EXERCISE DIRECTIONS:
Reproduce every line of the listing below verbatim, with no changes.

* START EXTRACTED RECORDS *

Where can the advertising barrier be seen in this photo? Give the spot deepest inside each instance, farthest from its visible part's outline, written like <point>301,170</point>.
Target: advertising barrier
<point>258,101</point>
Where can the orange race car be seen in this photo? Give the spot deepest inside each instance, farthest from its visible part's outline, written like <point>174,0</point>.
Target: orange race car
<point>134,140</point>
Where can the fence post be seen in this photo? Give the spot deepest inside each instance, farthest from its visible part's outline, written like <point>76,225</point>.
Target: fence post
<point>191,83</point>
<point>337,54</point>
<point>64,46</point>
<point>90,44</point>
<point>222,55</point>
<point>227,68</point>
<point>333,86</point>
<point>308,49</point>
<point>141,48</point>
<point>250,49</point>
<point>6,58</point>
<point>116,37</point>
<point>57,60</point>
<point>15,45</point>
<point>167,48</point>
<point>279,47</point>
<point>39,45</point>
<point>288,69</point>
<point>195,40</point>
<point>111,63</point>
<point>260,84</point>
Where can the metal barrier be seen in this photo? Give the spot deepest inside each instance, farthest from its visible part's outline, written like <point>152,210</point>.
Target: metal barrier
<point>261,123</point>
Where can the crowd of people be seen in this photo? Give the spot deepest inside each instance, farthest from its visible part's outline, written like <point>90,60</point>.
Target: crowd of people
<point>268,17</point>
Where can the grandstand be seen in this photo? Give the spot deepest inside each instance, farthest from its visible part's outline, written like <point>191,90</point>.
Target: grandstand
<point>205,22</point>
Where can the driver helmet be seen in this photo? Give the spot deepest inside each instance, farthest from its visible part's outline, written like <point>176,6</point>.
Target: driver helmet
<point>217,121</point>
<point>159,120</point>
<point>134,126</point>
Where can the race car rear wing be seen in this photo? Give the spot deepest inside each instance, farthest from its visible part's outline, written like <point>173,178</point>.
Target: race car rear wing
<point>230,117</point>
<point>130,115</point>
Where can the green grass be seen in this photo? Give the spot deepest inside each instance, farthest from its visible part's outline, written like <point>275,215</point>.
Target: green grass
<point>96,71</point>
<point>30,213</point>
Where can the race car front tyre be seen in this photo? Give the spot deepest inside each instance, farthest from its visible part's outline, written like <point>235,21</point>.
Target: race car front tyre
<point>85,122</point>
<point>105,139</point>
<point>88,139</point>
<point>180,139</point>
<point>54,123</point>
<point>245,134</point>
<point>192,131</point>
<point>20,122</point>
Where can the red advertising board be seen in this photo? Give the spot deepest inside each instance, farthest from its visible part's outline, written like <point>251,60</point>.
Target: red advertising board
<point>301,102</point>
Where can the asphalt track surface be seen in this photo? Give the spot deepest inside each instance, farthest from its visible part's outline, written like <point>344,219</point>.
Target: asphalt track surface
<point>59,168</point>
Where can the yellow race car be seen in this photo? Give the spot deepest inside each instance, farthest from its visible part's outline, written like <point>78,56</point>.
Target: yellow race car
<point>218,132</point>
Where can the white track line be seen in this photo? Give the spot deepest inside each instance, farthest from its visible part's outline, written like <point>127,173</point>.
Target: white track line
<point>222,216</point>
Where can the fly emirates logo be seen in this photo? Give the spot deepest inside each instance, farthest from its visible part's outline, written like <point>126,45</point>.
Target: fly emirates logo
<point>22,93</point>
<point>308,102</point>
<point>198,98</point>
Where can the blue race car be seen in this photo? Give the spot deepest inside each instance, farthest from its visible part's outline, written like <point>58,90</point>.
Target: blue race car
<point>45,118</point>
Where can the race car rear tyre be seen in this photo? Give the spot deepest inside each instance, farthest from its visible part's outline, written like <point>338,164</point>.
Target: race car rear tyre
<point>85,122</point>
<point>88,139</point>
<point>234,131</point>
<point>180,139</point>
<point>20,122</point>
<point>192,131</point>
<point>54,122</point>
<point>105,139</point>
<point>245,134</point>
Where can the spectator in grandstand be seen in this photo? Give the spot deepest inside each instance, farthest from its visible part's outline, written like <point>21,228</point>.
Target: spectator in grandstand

* END EXTRACTED RECORDS *

COMPLETE RESPONSE:
Where can the advertising barrier be seen in this photo? Give the spot deepest inside each instance, farthest from its visible part's outline, written like <point>301,170</point>.
Target: advertising barrier
<point>258,101</point>
Where can the orange race car be seen in this photo? Give the spot deepest inside each instance, farthest from its visible part's outline, written like <point>174,0</point>.
Target: orange race car
<point>134,140</point>
Where can the fence post be seen in this photo? Give the spot deepest inside each instance, farthest from its visible part's outline, written like <point>76,225</point>.
Target: fence post
<point>191,83</point>
<point>337,54</point>
<point>64,46</point>
<point>90,44</point>
<point>222,55</point>
<point>227,68</point>
<point>333,86</point>
<point>308,49</point>
<point>141,48</point>
<point>250,49</point>
<point>6,58</point>
<point>116,37</point>
<point>57,60</point>
<point>15,45</point>
<point>167,48</point>
<point>279,47</point>
<point>39,45</point>
<point>288,69</point>
<point>195,40</point>
<point>111,63</point>
<point>260,84</point>
Where can the metal barrier be seen in this photo? Give the spot deepest inside each instance, farthest from its visible part's outline, written like <point>152,210</point>.
Target: metal barrier
<point>261,123</point>
Where can the crowd of people be seen in this photo? Give the spot deepest inside each instance, farthest from its visible part's outline, written like <point>90,60</point>.
Target: crowd of people
<point>268,17</point>
Where can the grandstand be seen in this photo? Give the spot deepest inside each instance, farthest from its visible part's outline, written like <point>191,90</point>.
Target: grandstand
<point>205,22</point>
Where can the driver helmet be seen in this photo? Give the spot deepest inside each instance, farthest from its visible part's outline, written like <point>176,6</point>.
Target: driver helmet
<point>217,121</point>
<point>159,120</point>
<point>134,126</point>
Where can the race car rear wing be seen in this photo? Give the spot deepest inside each instance, farthest from its visible part's outline, written like <point>173,178</point>.
Target: race car rear wing
<point>230,117</point>
<point>130,115</point>
Where can the green grass be seen in this photo? Give the spot deepest inside each instance, farthest from its visible part's outline, written like <point>275,215</point>.
Target: green grass
<point>96,71</point>
<point>30,213</point>
Where can the race car front tyre be seen in this photo? Give the spot deepest inside each instance, farthest from its visible part's outline, written like <point>235,21</point>.
Target: race car front tyre
<point>85,122</point>
<point>105,139</point>
<point>88,139</point>
<point>180,139</point>
<point>54,123</point>
<point>245,134</point>
<point>192,131</point>
<point>20,122</point>
Where can the red advertising board be seen in this photo? Give the spot deepest inside each instance, farthest from its visible part's outline, written like <point>251,60</point>.
Target: red advertising board
<point>301,102</point>
Where can the asphalt track surface be seen in this photo? Give the spot deepest inside each instance, farthest from its visible part's outline, written like <point>344,219</point>.
Target: asphalt track surface
<point>59,168</point>
Where can the yellow race car be seen in this photo? Give the spot deepest inside each instance, farthest from its visible part's outline, written like <point>78,56</point>.
Target: yellow race car
<point>218,132</point>
Where can the white track line be seen in this photo? Give the spot deepest inside each instance, farthest from its visible part's outline, written like <point>127,173</point>.
Target: white track line
<point>222,216</point>
Where can the fly emirates logo be seen in this photo? Give the spot deepest inside each instance, farthest from its visible part's outline, written like <point>126,45</point>.
Target: fly emirates logo
<point>22,93</point>
<point>308,102</point>
<point>198,98</point>
Where can the blue race car be seen in this photo? Give the spot deepest inside each instance, farthest from its visible part's outline, written like <point>58,90</point>.
Target: blue race car
<point>45,118</point>
Where can the race car rear tyre be seen in this photo? Give the spot deepest inside each instance, farthest from its visible part's outline, written like <point>338,164</point>.
Target: race car rear tyre
<point>85,122</point>
<point>88,139</point>
<point>234,131</point>
<point>180,139</point>
<point>20,122</point>
<point>192,131</point>
<point>54,122</point>
<point>105,139</point>
<point>245,134</point>
Where can the spectator in grandstand be seen in this photo? Give the spot deepest inside each instance, farthest from its visible part's outline, written like <point>21,228</point>.
Target: spectator in grandstand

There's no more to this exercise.